## Your instructions
Can you copy the lines from the line with "Detection query: is any forest" to the line with "531 202 609 224", both included, leaving out the pictures?
[start]
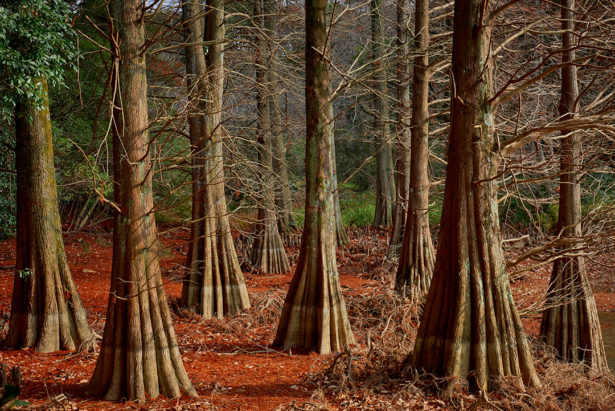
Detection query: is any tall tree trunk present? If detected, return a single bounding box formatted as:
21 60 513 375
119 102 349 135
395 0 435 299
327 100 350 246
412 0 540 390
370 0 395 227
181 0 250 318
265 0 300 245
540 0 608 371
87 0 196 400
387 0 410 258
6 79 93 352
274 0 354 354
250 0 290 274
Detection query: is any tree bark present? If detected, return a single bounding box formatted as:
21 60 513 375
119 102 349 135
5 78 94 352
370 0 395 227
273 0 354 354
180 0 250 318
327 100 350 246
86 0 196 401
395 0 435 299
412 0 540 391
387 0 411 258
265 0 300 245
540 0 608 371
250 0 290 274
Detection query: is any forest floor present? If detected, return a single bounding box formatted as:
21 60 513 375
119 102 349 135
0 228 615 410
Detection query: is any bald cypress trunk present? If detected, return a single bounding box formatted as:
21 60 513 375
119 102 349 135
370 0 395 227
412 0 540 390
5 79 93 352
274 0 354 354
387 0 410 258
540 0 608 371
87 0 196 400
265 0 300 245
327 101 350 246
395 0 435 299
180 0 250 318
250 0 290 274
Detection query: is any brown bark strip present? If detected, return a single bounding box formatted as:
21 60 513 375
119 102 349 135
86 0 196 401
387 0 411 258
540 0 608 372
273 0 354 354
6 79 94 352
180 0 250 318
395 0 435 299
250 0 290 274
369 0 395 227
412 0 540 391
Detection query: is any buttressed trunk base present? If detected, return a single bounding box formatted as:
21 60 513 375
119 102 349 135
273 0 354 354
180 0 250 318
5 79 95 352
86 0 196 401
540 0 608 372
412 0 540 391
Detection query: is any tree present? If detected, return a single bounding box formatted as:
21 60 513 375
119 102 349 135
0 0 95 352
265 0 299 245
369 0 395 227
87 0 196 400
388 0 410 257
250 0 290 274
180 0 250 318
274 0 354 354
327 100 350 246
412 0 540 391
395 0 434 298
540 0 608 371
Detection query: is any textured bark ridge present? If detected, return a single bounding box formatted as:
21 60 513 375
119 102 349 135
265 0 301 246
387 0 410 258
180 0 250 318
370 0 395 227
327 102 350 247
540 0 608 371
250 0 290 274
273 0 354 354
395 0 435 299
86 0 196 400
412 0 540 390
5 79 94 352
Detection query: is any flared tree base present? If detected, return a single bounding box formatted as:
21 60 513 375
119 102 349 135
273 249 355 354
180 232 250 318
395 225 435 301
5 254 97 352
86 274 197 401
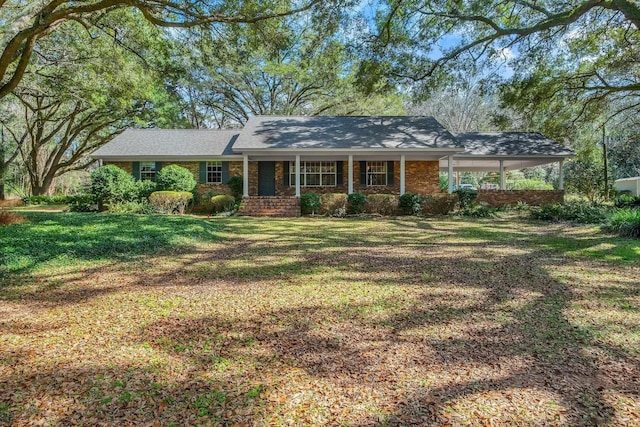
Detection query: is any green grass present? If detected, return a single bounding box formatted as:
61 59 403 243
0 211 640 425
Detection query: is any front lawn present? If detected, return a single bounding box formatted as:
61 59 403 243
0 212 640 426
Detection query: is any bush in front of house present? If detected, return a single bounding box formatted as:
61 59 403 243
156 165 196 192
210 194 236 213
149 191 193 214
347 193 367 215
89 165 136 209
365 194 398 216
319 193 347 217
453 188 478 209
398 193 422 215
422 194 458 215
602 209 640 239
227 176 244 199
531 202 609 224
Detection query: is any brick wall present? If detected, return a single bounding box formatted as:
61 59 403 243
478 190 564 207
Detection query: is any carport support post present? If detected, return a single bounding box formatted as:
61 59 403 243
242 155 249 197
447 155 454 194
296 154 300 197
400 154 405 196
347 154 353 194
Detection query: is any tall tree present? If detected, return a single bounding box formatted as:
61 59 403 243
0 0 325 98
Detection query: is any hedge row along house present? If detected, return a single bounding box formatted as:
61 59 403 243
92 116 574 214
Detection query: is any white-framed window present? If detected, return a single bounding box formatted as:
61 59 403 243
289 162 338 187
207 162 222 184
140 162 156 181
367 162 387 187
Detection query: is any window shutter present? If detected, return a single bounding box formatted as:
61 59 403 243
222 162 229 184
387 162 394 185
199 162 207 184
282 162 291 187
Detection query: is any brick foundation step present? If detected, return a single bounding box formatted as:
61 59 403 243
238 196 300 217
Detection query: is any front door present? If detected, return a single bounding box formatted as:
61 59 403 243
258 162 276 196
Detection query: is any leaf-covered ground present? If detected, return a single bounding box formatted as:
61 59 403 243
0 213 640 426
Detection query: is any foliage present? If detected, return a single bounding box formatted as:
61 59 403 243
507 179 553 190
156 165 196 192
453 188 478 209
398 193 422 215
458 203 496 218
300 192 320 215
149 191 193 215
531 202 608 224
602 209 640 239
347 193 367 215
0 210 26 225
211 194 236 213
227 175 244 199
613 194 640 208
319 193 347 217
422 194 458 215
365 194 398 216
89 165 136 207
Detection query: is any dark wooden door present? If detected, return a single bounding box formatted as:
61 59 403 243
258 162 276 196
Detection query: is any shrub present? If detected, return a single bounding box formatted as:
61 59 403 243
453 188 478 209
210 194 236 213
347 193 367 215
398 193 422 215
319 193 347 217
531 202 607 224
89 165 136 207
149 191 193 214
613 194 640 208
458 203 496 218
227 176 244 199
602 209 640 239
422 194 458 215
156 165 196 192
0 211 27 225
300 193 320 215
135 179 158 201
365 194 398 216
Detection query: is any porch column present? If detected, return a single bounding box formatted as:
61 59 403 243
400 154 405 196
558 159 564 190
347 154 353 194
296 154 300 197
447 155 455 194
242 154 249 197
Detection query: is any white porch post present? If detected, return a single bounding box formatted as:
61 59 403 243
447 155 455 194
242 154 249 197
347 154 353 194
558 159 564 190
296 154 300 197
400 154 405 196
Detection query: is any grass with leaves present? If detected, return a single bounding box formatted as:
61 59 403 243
[end]
## Complete output
Detection query: is any forest floor present? If detected, return a single bounding box formatted as:
21 60 513 375
119 102 349 135
0 228 615 410
Detection query: is any bald cypress trunk present? If detected, return a single bounding box formatted as:
21 60 513 375
119 102 349 135
370 0 395 227
412 0 540 390
5 79 93 352
274 0 354 354
387 0 410 258
540 0 608 371
87 0 196 400
265 0 300 245
327 101 350 246
395 0 435 299
180 0 250 318
250 0 290 274
Detection query: is any brown bark strip present? If detected, return a single bounding box formatted as:
21 60 513 375
119 102 349 135
86 0 196 401
387 0 411 258
540 0 608 372
273 0 354 354
6 79 94 352
180 0 250 318
395 0 435 299
250 0 290 274
369 0 395 227
412 0 540 391
Detection query: is any buttressed trunk base present? If detected, return a single bounding box formatted as:
21 60 513 375
119 102 349 135
273 0 354 354
180 0 250 318
5 79 95 352
86 0 196 401
540 0 608 372
412 0 540 391
Detection query: is any tree present? If detected, return a single bounding box formatted as:
21 60 513 375
119 102 349 135
0 0 95 352
265 0 299 245
369 0 395 227
87 0 196 400
388 0 410 257
250 0 290 274
180 0 250 318
274 0 354 354
327 100 350 246
412 0 540 391
395 0 434 298
540 0 608 371
Detection query: is any textured bark ridge present? If detected, return a single bounding box formatted as:
21 60 513 375
119 102 349 135
265 0 301 246
387 0 410 258
180 0 250 318
370 0 395 227
327 102 350 247
540 0 608 371
250 0 290 274
273 0 354 354
395 0 435 299
86 0 196 400
412 0 540 390
5 79 94 352
Detection query: is any flared tree base present? If detected, return a single bounding box formatted as:
21 60 513 375
119 102 349 135
273 249 355 354
180 232 250 318
395 225 435 301
5 254 97 352
86 274 197 401
Detection query: is any green grass present? If detected, return a single bounding box formatted as:
61 59 403 243
0 211 640 425
Detection query: is any front lawn present? If detected, return a single bounding box formatted as:
61 59 403 243
0 212 640 426
Detection query: is any bush in front of house present? If detected, return a single bounding box formatted as:
61 59 403 243
156 165 196 192
210 194 236 213
149 191 193 214
347 193 367 215
89 165 136 209
365 194 398 216
319 193 347 217
453 188 478 209
398 193 422 215
422 194 458 215
602 209 640 239
227 176 244 199
531 202 609 224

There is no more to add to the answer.